= Exercise =
Retype all of the listing exactly, passing over any picture you find.

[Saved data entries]

***

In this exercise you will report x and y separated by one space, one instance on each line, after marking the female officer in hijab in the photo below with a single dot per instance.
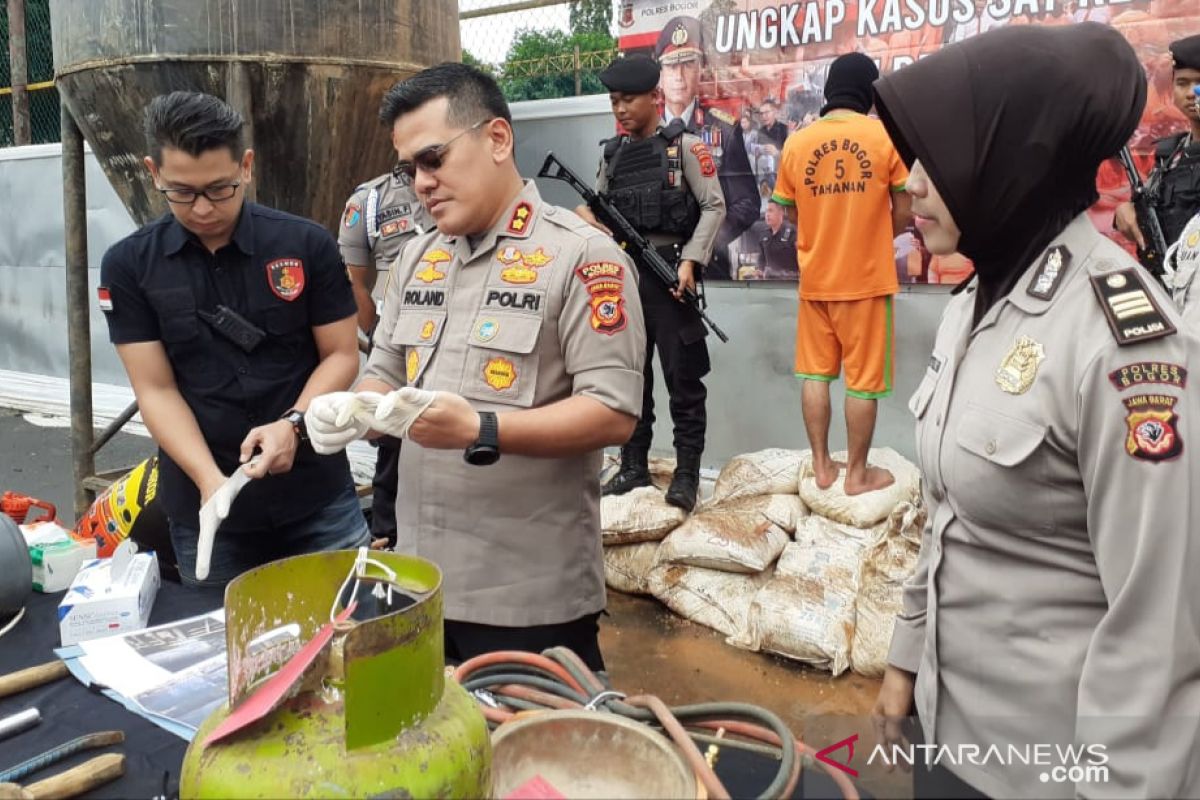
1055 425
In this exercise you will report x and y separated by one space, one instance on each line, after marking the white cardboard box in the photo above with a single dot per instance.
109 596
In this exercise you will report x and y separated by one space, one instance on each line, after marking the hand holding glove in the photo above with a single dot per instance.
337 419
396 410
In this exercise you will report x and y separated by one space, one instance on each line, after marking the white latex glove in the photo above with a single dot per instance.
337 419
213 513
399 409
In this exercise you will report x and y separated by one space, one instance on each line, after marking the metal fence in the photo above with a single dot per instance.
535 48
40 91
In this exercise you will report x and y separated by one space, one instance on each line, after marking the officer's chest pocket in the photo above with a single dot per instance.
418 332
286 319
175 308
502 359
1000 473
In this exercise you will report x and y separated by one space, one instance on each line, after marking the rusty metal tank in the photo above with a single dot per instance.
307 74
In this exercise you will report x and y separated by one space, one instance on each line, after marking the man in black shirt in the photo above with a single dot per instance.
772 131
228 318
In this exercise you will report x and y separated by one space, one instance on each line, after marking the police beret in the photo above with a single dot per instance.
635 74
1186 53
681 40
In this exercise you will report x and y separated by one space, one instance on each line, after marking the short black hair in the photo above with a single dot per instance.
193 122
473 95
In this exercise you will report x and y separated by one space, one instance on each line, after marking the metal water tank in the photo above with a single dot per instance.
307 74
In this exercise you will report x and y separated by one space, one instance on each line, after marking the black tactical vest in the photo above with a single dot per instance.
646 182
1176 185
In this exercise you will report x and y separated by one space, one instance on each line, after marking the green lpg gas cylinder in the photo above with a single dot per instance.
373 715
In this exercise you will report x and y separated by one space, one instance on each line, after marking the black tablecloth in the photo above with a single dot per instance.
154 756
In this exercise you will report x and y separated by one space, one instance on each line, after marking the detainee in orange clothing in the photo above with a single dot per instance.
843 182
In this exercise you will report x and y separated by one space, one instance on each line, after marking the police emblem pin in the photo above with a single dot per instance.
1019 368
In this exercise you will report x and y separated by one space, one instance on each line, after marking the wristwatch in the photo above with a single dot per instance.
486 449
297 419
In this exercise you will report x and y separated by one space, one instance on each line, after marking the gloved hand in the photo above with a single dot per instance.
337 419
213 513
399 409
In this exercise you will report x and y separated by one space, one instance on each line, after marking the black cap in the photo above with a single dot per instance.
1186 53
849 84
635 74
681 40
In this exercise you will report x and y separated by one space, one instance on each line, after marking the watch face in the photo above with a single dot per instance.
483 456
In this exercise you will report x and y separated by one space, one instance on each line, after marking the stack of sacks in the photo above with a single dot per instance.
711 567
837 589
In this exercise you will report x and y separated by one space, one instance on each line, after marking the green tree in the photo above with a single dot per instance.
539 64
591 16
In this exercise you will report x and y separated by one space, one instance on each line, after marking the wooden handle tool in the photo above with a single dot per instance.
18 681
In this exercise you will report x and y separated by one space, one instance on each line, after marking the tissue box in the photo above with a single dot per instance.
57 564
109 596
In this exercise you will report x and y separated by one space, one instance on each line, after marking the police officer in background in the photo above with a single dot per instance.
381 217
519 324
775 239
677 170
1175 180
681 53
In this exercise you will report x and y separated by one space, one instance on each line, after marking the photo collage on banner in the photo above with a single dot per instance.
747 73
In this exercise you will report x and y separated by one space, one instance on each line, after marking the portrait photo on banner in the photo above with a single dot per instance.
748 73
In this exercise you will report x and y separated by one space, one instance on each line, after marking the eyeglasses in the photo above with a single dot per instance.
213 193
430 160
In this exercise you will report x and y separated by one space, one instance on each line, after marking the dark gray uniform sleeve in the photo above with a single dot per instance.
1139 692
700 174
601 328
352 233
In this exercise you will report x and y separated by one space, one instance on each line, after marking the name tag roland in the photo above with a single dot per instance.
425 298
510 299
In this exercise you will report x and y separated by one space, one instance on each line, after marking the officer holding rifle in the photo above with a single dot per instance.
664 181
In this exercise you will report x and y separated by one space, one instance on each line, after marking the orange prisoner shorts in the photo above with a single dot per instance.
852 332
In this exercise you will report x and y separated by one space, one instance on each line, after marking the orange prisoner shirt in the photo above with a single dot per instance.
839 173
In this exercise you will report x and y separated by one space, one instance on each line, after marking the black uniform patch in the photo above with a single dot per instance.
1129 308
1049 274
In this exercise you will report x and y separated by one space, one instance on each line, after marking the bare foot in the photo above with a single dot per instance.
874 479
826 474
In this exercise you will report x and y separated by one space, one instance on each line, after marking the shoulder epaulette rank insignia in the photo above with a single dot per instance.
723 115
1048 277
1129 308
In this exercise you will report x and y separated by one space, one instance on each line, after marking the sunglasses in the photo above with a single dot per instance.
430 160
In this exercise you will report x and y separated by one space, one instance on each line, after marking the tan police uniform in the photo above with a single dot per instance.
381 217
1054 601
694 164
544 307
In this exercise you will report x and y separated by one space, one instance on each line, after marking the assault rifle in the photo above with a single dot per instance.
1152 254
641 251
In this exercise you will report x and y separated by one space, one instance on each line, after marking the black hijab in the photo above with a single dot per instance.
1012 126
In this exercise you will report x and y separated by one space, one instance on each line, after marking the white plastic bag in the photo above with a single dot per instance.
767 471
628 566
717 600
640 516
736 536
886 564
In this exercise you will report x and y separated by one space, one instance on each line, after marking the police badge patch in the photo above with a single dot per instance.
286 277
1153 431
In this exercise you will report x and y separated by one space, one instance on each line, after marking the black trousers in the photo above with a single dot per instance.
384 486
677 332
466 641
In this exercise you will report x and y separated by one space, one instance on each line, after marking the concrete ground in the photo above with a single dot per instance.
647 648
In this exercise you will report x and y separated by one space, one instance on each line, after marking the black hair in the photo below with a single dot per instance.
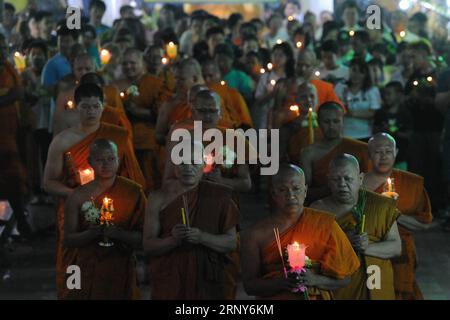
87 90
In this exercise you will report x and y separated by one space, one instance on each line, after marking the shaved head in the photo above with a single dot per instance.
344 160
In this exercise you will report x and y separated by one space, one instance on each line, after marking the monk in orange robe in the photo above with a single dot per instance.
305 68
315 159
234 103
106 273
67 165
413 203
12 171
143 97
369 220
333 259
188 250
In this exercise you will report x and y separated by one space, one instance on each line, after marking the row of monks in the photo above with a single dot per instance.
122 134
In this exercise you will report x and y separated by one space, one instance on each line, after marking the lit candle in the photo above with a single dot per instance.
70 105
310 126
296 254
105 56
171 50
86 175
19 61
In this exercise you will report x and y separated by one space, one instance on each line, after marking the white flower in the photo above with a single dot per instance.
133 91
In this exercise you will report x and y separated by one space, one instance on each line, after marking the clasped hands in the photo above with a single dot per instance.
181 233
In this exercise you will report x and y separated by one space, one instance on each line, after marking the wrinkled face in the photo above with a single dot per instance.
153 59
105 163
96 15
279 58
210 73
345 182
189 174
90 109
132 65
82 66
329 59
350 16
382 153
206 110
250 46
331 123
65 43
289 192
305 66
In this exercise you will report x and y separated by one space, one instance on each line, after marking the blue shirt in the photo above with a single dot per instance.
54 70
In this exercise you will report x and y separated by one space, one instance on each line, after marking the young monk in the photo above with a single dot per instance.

***

= Task response =
In this exercise you will report x and y separated by one space, one instance on each line, after marking the female officer in hijab in the photo below with a single dot per instance.
1055 425
In this exercise you will report x and y separated by one space, one instance on each line, after marking the white cardboard box in the photo above with a single dot per instance.
109 596
In this exercise you will report x and y separated by one space, one instance on each line, after marking the hand holding glove in the photo above with a single dot per instance.
337 419
396 410
In this exercise you will report x and y separated by one space, one instance on each line, after marking the white latex glove in the photo above with a single dot per instance.
337 419
213 513
399 409
In this exercise you will report x and y separated by one space, one instance on each line, after marking the metal fence in the photo above with a single dot per instance.
535 48
40 91
In this exercise you will report x and y separated by one space, one instance on each line, after marking the officer's chest pocket in the photo above with a single dot per instance.
418 332
286 319
175 308
502 359
1000 473
In this exercise you will report x and y separated by one space, one instance on each line, after marking the rusty metal tank in the photo above with a single dot per instance.
307 74
In this exercise you will report x and y separated by one space, one instance on each line, after marking the man in black shirt in the photo above with a single dot per instance.
772 131
228 318
In this exercise you will report x and y separated by one space, one instance on each line, after marking the police beret in the photo above with a single dot per instance.
635 74
1186 53
681 40
In this exercise you will report x and y separated by one space, one instance on each line, after marking the short black hair in the photo above with a single dot per instance.
193 122
473 95
In this exercise you will report x and y separated by one space, one instance on each line, after marking the metal water tank in the photo above with a single dot per instance.
307 74
In this exercise you will report x and y separated by one space, one instance on each line, after marking the black tactical vest in the photo above with a single dot per instance.
646 182
1176 185
In this exercise you will report x and y separated by one space, one instance on each line, after marking the green lpg gas cylinder in the photo above with a single dot per instance.
373 715
In this exercise you will report x and y separated by one space, one instance on each line, after marking the black tablecloth in the photo above with a single dot per instance.
154 756
In this exercise you will report x and y separated by one space, one instance on each line, after marking the detainee in orange clothing in the photo above with a single dot per instance.
843 182
In this exercise you will report x and y separated by one space, one instance on each line, after marking the police emblem pin in the photo above with a single dot per instance.
1019 368
In this exercise you will report x and y separated by one space, one instance on each line, after marking the wristwatch in the photo above with a single dot per instance.
486 449
297 419
In this exercise you will report x and y separated by one space, one instance on each line, after marking the gloved hand in the photo above with a single dot per instance.
337 419
213 513
399 409
In this exercise you will report x and y separated by one space, one instance on each line, after marking the black cap in the photo above with a single dot per instance.
1186 53
849 84
635 74
681 40
In this exercise you will report x and y separated by one space, one instance on each line, after marking the watch face in the photo above with a single dot per instance.
483 456
In this exercise you will report x and y separated by one space, one instance on each line, after marking the stack of sacks in the photo above with a single dot per instance.
711 567
837 589
In this exercise you will report x and y separated by one space, one instance on each line, after marking the green tree in the photo above with a single dot per instance.
539 64
591 16
In this exercise you will report x and y separated by one space, one instance on each line, after marking the wooden handle tool in the photo above with a single dot per instance.
18 681
In this exercise you will report x and y separated by one space, one instance on each line, after marking the tissue box in the photo above with a single dot per instance.
57 564
109 596
In this exercise you will report x and y separated by one space, one instance on each line, after marking the police officer in background in the photo above with a single dot per instance.
381 217
519 324
775 239
677 170
1175 180
681 53
In this exercise you will report x and y separated by one space, one instance on each line, after marking the photo collage on banner in the photo above with a single dot per instance.
747 73
In this exercise you will report x and y separated by one space, one instance on each line, after marking the portrait photo on banner in the photo above with a single dot per instance.
748 73
In this exercise you will report x and y separated by one space, one instance on each line, after marking the eyeglasses in the photo above with a single dot per instance.
213 193
430 160
In this exercise you will report x and y separated by one space, one instance on each line, after marking the dark gray uniform sleeve in the photo above with a single dot per instance.
1139 692
700 174
601 328
352 233
In this exercise you will report x and y separated by one space, one instance on each line, after marking the name tag roland in the photo above with a single dot per instance.
425 298
510 299
In this exercise you will report x and y separated by one space, one instance on each line, after marking the officer holding rifle in the photo above with a single dot per instance.
664 181
In this exercise you will report x and y separated by one space, one instance on each line, after marking the orange prisoner shorts in the photo above with a single dot per instance.
852 332
In this exercise you will report x and y separated by one space, one instance on each line, after marking the orange prisoner shirt in the photo above with a single dot per instance.
839 173
In this exercise you will report x and y separated by one space, one instance on each line, after marking the black uniform patch in the photo above with a single dot per instance.
1129 308
1049 274
In this exercise you will report x and y separated by one space, one instance on each line, after marking the bare foot in the photo above with a single dot per instance.
874 479
826 474
In this exercise you will report x and y separated by one space, one instance on each line, after marking the shoulder epaulette rank insignia in the photo above with a single dot per instance.
723 115
1048 277
1129 308
In this exercise you will report x and y separated by one space, one instance on each line, after marking the sunglasses in the photo above with a single dot per instance.
430 160
In this exercise you will report x and y separated by one space, one instance on each line, after marking the tan police uniform in the photo above with a single dot per instance.
381 217
1054 601
694 164
544 307
In this exercise you will report x and y separated by one space, one instance on each line, after marking the assault rifle in the photo above with a single dot per instance.
1152 254
641 251
In this exercise you will report x and y separated by one space, one instance on each line, after marking the black hijab in the photo above with a single dot per instance.
1012 126
In this exercise you will report x and y separated by one space, one instance on each line, after marking the white plastic bag in the photo above with a single dot per instance.
767 471
628 566
717 600
640 516
736 536
886 564
In this exercise you will report x and y separated by one space, one instance on each line, after marking the police badge patch in the photo above with a single dot per instance.
286 277
1153 431
In this exercise you will report x and y separated by one space, one instance on each line, after marking the black trousers in the photo above with a single dot per instance.
384 486
677 332
466 641
In this exercise you will report x and y separated by one space, one instance on each line, after marking the concrete ground in the photo above with a single dot per instance.
647 648
In this exercise you will report x and y separated by one space, one instance on each line, after marking the black hair in the photo below with a single dot per instance.
87 90
In this exercise you will report x and y separated by one space, one instance on each line, after marking the shaved head in the photo above with a single dot per instance.
344 160
In this exercise you will report x and y separated by one space, one instance on each line, after marking the monk in orange robe in the photo above with a single dot per instance.
305 68
315 159
234 103
106 273
67 165
413 203
12 171
143 97
369 220
333 259
188 250
In this exercise you will report x and y separated by one space, one instance on each line, after marking the row of monks in the photo above with a single dot per instance.
122 134
In this exercise you will report x and y separated by one space, one instance on each line, after marking the lit candle in the photo above with a single dot per instance.
70 105
310 126
296 254
105 56
171 50
86 175
19 61
In this exercise you will report x and y separated by one space, one instance on each line, after marking the white flower in the photo above with a single dot per instance.
133 91
In this exercise you will report x and y separated by one space, one instance on each line, after marking the clasped hands in the photo above with a single dot per instance.
181 233
In this exercise you will report x and y separated by one space, one instance on each line, after marking the wrinkled face in the photo above with a single dot per instance.
153 59
105 163
96 15
279 58
210 73
345 182
189 174
90 109
132 65
82 66
329 59
350 16
382 153
206 110
250 46
331 123
65 43
289 192
305 66
In this exercise you will report x and y separated by one space, one instance on each line, after marking the blue shirt in the photo above with a single dot per instance.
54 70
In this exercise you will report x and y separated by one space, one instance on each line, after marking the young monk in the photo above with a single dot per instance.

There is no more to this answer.